**Aim**
Recast the items below as a numbered list, omitting any blank lines.

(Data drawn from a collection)
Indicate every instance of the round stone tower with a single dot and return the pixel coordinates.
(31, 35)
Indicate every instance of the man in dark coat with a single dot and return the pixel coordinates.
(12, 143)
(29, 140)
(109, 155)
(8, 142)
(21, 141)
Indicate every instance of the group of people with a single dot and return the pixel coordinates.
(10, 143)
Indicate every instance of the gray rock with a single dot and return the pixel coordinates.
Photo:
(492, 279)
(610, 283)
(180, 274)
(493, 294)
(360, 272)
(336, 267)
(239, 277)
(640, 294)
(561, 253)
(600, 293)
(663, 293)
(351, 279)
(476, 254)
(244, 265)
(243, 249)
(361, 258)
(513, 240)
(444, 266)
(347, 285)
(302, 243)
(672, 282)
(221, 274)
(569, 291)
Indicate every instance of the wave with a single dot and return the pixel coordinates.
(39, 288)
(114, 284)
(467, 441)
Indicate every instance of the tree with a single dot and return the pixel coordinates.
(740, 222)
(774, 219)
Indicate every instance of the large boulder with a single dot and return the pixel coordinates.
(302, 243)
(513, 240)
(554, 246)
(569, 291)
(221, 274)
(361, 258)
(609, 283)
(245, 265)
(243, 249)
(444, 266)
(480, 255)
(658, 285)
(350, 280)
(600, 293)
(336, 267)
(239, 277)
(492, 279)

**Result for this exercise**
1. Indicate every instance of the round stone tower with a single dot and return the pixel coordinates.
2. (31, 35)
3. Indicate every instance of the man in dark coat with a single dot and return the pixel coordinates.
4. (12, 143)
5. (29, 140)
6. (109, 155)
7. (8, 142)
8. (21, 141)
9. Indicate every instance of the group of people with a single dot and return the pixel coordinates.
10. (10, 143)
11. Indicate every instance of the gray rock with a single dot and return the pixel coordinates.
12. Photo:
13. (492, 279)
14. (610, 283)
15. (180, 274)
16. (493, 294)
17. (360, 272)
18. (336, 267)
19. (239, 277)
20. (640, 294)
21. (561, 253)
22. (600, 293)
23. (663, 293)
24. (351, 279)
25. (476, 254)
26. (244, 265)
27. (243, 249)
28. (361, 258)
29. (513, 240)
30. (444, 266)
31. (347, 285)
32. (302, 243)
33. (672, 282)
34. (221, 274)
35. (569, 291)
36. Indicate every instance of the wave with a single dot and return the pixel coordinates.
37. (39, 288)
38. (114, 284)
39. (467, 441)
40. Indicate every instance of the tree with a single dot and return the pixel coordinates.
41. (740, 222)
42. (774, 219)
43. Indicate every instance of the large boulder with a single dot and return the pixel coordinates.
44. (302, 243)
45. (513, 240)
46. (554, 246)
47. (569, 291)
48. (221, 274)
49. (361, 258)
50. (609, 283)
51. (245, 265)
52. (243, 249)
53. (444, 266)
54. (480, 255)
55. (658, 285)
56. (350, 280)
57. (600, 293)
58. (336, 267)
59. (239, 277)
60. (492, 279)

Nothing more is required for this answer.